STUDY QUESTIONS =
1. Reproduce the passage on Bertha's analysis from "To sum up, (1)" up to and including "her manic behavior.".
2. Write what follows the passage on Bertha's analysis, starting after its last sentence.

PAGE EXCERPT =
# # #

On the other hand, Bertha’s neurotic independence and repression of affects – which had led her to “pass from one man to the next,” and which included all her hatred toward the seductive and frustrating objects of her basic dependence – made her feel intensely guilty. Her behavior in analysis was also determined by this manic defense, and for this reason Bertha unconsciously felt accused and hated by her analyst. The analyst felt an enormous sense of guilt when he was actually aggressive toward Bertha; that is, when a real occasion to be aggressive presented itself. Thus, the analyst’s feelings of guilt – which on the one hand were inappropriate to the aggression committed, but, on the other, were appropriate to Bertha’s depression – became a guide to an analysis of the aggression of Bertha’s moral superego against her ego, where she had introjected the seductive and frustrating primary objects (the “primary persecutors”). These feelings also proved useful in analyzing her “secondary paranoid anxieties,” that is, the counter-aggression (retaliation) of the (internal) objects that she frustrated with her hypomanic behavior.
In reality, the analyst had already perceived this aspect of the transference situation on previous occasions through his countertransference reactions. His annoyance at Bertha’s apparent lack of libidinal and affective bonds (owing to the repression of her profound fixation to the primary objects, which she only appeared to transfer to the analyst without actually doing so) had taught him to understand the transference situation. The analyst’s annoyance was, roughly, the mirror of Bertha’s superego criticizing her behavior, while her aggression and pseudo-independence were the defensive (and retaliatory) responses to the frustrations she had borne in her libidinal relationship with her primary objects.
To sum up, (1) the analyst’s paranoid anxiety (distrust) drew his attention to Bertha’s manic defenses; that is, it showed him Bertha’s identification with the persecutors through which she had inverted the basic (paranoid) situation, placing the analyst in the position of the one being persecuted. And (2), the analyst’s feeling of annoyance (aggression) as a reaction to his own anxiety pointed out to him the aggression of Bertha’s superego against her “bad” ego; that is, it showed him Bertha’s feelings of guilt about her manic behavior.

# # #

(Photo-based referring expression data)
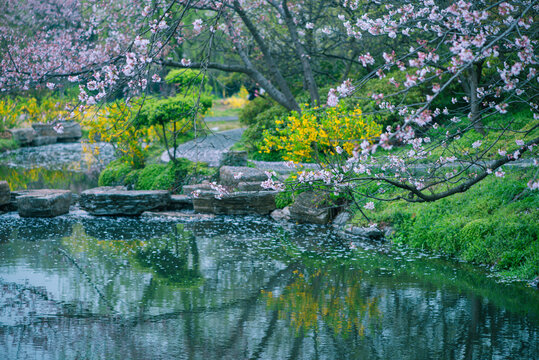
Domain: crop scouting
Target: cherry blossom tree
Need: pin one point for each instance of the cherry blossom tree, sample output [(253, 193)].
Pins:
[(481, 55), (468, 61)]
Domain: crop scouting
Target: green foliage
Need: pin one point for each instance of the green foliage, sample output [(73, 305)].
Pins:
[(115, 173), (177, 108), (496, 223), (283, 199), (8, 144), (260, 114)]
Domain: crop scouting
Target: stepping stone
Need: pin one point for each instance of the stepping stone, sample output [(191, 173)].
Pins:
[(180, 202), (178, 215), (314, 208), (237, 203), (44, 203), (5, 193), (111, 201), (233, 175)]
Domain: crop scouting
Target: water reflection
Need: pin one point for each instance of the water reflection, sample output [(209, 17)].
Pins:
[(241, 289), (71, 166)]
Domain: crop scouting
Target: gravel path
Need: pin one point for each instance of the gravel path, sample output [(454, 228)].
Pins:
[(208, 148)]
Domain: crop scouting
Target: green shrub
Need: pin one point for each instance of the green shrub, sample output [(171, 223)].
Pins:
[(283, 199), (495, 223)]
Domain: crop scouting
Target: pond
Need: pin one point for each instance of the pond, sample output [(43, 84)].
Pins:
[(73, 166), (83, 287)]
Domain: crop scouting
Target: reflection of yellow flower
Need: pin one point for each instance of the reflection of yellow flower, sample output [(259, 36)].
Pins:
[(316, 297), (318, 133)]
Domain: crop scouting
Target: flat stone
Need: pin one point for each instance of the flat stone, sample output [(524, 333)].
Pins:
[(314, 208), (180, 202), (44, 129), (189, 189), (250, 186), (111, 201), (342, 218), (281, 214), (72, 131), (5, 193), (44, 140), (233, 175), (44, 203), (237, 203), (24, 136), (234, 158), (178, 215), (368, 232)]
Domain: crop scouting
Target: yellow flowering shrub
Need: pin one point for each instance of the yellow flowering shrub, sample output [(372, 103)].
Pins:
[(319, 133), (239, 101), (113, 123)]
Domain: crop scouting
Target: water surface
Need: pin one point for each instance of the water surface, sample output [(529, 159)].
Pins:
[(83, 287)]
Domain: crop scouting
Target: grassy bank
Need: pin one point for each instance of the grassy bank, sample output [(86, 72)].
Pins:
[(495, 223), (155, 176), (8, 144)]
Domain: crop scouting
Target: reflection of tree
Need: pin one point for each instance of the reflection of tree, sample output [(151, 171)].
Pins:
[(169, 257), (326, 296)]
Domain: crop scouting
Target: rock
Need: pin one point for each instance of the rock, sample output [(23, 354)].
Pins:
[(178, 215), (342, 218), (250, 186), (535, 283), (180, 202), (114, 201), (233, 175), (281, 214), (370, 232), (234, 158), (12, 204), (72, 131), (24, 136), (44, 129), (44, 140), (5, 193), (310, 207), (189, 189), (44, 203), (237, 203), (5, 135)]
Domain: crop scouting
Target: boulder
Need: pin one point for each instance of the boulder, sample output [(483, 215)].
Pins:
[(367, 232), (236, 203), (250, 186), (44, 140), (281, 214), (44, 129), (72, 131), (189, 189), (24, 136), (342, 218), (117, 201), (12, 204), (233, 175), (185, 216), (5, 193), (180, 202), (44, 203), (234, 158), (314, 208)]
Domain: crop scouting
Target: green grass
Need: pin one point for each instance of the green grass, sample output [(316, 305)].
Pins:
[(154, 176), (8, 144), (495, 223), (521, 121)]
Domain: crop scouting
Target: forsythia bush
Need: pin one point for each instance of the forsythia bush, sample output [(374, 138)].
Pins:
[(320, 132), (239, 101), (113, 124)]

# # #

ANSWERS TO EACH TASK =
1.
To sum up, (1) the analyst’s paranoid anxiety (distrust) drew his attention to Bertha’s manic defenses; that is, it showed him Bertha’s identification with the persecutors through which she had inverted the basic (paranoid) situation, placing the analyst in the position of the one being persecuted. And (2), the analyst’s feeling of annoyance (aggression) as a reaction to his own anxiety pointed out to him the aggression of Bertha’s superego against her “bad” ego; that is, it showed him Bertha’s feelings of guilt about her manic behavior.

2.
This example shows, above all, that the content of the countertransference reaction can teach us about the content of the transference situation. In addition, the countertransference situation can enlighten us on another important technical issue: what should be interpreted from all the material provided by the analysand. The answer to this question is usually found in the analyst’s understanding of the analytic material, and in his knowledge of the therapeutic and pathological mechanisms, from which the interpretation needed by the analysand is derived. It is empathy that ought to indicate this need by directing the analyst toward the core of the situation and its affective tone. However, empathy is sometimes interfered with by countertransference reactions, which overlap with the former; that is, with the analyst’s identification with the ego and the id of the analysand. In situations such as these, paying attention not only to the nature but also to the intensity of certain countertransference reactions could prove helpful. For example: a young university student who sought analysis due to an obsessional neurosis one day told his analyst that he was reading the works of Freud and was in doubt as to whether this was right or wrong. A year before, shortly after he had begun analysis, the analyst had suggested that he interrupt his psychoanalytic reading for a while. With the purpose of clarifying the present situation, the analyst told him he no longer needed to follow his suggestion, to which the analysand replied: “Thank you so much.” This phrase made the analyst feel intensely guilty, in particular due to the note of “self pity” in the analysand’s voice. The analyst felt that he had always been an extraordinarily cruel tyrant toward the analysand. This feeling, which was a far cry from what was actually going on in the analytic situation, clearly showed the amount of sadism present in the objects (either real or fantasized) that the analysand transferred to the analyst. The great intensity of the countertransference reaction showed the analyst what was important and needed to be analyzed.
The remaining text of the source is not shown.